Brands are signs, components of system of symbolic representations that largely constitutes culture. They have always expressed value, which is subjective. The origin of brands is cloudy. Centuries ago in traditional Indian marketplaces, some merchants already used tokens to distinguish their products from competitors’ commodities. Through such use, brands asserted greater relative value to buyers. Brands have also been statements of property, i.e. the right to possess, use, enjoy and dispose of an object. Such use asserts not only that an object carries subjective value, but also that the value belongs to the owner and no others Brands have been necessary to distinguish objects that were difficult to distinguish by their own inherent properties, attributes or characteristics that had subjective value. Brands further developed into statements of the outcome of product use when the attributes that cause the outcome were difficult to distinguish. That is, brands evolved to represent the expected subjectively valued outcome of human interaction with products. Through the entire evolutionaly process, brands have been components of conventional social communication.

Originally, brands most often occurred in the context of the objects to which they were attached in actual environments. By association, brands pirmarily represented objects and secondarily the outcome on the environment of interacting with the objects. Contemporary brands, however, most often occur within the context of marketing communication. That is, brands most often occur within the context of the system of symbolic representations that constitute the analogue world of culture. Therefore, consumers interpret brands based upon the context of communication more than upon product use or relationship with the producer.
****************************************
### What you need to do
**1.** List the rights that the passage on brands includes in its definition of property.
**2.** Repeat verbatim the portion of the passage on brands starting at "Originally, brands most" and ending at "with the producer.".
**3.** Carry on the passage about the history of brands with new sentences that follow its final one.

[Records from a point labeling set]
****************************************
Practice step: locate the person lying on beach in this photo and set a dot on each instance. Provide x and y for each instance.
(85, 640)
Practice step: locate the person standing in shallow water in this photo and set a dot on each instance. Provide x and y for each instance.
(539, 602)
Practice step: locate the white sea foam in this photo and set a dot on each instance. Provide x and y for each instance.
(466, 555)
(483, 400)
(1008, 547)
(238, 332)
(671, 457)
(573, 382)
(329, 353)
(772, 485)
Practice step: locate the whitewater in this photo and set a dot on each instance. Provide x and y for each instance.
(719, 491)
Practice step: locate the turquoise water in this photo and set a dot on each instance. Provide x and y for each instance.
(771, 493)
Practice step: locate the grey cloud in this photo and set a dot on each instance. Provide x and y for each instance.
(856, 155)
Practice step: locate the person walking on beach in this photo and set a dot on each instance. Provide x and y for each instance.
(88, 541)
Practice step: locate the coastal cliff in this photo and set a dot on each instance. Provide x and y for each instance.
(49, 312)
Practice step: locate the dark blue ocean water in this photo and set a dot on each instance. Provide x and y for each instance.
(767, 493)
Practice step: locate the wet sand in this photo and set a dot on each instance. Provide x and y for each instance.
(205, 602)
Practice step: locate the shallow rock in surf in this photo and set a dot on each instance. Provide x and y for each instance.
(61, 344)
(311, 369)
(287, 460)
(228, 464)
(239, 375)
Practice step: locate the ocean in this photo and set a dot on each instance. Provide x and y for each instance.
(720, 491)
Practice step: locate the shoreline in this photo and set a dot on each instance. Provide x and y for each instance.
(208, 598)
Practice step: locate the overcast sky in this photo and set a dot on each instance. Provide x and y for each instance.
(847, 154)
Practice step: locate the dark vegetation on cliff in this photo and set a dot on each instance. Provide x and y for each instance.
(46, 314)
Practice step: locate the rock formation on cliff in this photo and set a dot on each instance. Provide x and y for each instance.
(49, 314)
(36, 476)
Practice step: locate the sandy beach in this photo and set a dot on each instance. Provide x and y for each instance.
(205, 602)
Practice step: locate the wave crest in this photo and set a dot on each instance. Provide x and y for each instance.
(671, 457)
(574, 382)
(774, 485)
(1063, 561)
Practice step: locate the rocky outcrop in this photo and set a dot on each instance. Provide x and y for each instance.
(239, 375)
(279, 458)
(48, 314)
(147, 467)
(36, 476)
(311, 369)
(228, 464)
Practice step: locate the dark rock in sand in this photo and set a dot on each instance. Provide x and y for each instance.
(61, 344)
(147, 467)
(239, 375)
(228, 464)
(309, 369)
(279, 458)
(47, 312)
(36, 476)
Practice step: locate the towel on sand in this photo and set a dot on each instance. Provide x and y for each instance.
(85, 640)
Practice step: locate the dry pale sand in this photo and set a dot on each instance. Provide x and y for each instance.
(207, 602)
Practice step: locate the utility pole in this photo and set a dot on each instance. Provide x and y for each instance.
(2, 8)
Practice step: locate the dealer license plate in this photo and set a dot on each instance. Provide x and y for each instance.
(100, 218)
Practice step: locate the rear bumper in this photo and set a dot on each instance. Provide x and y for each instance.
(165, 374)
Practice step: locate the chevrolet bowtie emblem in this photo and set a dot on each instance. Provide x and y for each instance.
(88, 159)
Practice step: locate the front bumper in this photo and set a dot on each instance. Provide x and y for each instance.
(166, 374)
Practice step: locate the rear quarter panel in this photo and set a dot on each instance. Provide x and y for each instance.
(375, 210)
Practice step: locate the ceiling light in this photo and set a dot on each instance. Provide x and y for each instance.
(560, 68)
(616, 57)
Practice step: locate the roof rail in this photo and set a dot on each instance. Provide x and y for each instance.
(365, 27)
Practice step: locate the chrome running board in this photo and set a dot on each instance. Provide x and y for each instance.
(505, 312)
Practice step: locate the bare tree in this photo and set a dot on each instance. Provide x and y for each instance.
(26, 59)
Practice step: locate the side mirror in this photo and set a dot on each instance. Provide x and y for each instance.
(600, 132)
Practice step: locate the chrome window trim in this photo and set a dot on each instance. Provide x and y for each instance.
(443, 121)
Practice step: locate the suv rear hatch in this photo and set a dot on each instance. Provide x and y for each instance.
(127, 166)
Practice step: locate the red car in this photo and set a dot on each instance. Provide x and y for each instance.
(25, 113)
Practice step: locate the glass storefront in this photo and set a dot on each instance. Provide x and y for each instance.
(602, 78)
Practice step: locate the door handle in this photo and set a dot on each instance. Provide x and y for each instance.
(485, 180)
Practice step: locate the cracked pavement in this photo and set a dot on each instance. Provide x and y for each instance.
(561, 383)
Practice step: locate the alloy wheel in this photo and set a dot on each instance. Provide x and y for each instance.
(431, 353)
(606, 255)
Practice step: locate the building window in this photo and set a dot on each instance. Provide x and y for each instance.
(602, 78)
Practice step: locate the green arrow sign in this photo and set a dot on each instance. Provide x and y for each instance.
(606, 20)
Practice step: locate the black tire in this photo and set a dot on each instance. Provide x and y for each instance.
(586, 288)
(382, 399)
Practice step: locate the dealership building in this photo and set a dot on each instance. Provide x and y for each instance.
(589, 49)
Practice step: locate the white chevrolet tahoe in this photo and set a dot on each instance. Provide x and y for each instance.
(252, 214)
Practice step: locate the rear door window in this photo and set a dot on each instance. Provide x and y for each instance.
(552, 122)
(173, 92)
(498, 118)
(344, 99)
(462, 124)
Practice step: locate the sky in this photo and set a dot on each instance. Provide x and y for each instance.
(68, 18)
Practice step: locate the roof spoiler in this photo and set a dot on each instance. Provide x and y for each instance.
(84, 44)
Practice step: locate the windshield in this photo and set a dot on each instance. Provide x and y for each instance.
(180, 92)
****************************************
### In response
**1.**
- To possess an object
- To use an object
- To enjoy an object
- To dispose of an object

**2.**
Originally, brands most often occurred in the context of the objects to which they were attached in actual environments. By association, brands pirmarily represented objects and secondarily the outcome on the environment of interacting with the objects. Contemporary brands, however, most often occur within the context of marketing communication. That is, brands most often occur within the context of the system of symbolic representations that constitute the analogue world of culture. Therefore, consumers interpret brands based upon the context of communication more than upon product use or relationship with the producer.

**3.**
Key Terms in this Chapter

BRAND: An arbitrary sign that represents qualities and relationships in consumer culture.

Virtual: Technologically generated forms in digital environments that are functionally equivalent to actual forms in natural environments.

Vividness: The quality of producing a broad range of sensory inputs.

Culture: The organizing principles of a social group for defining concepts and relationships in an environment.

Analogue: A relational equivalent of forms. An equivalent may take a form similar to an original, differing in scale or degree, or may take a completely distinct and arbitrary form. But the equivalent is perceived as a substitute for the original.

Interactivity: The capacity to effect reeal-time changes in an environment, which modify subsequent sensory inputs from the environment.

Presence: The sense of being in an environment. Philosphically, this can apply to any kind of environment. In digital environments, the degree to which users fail to acknowledge the mediation of technology.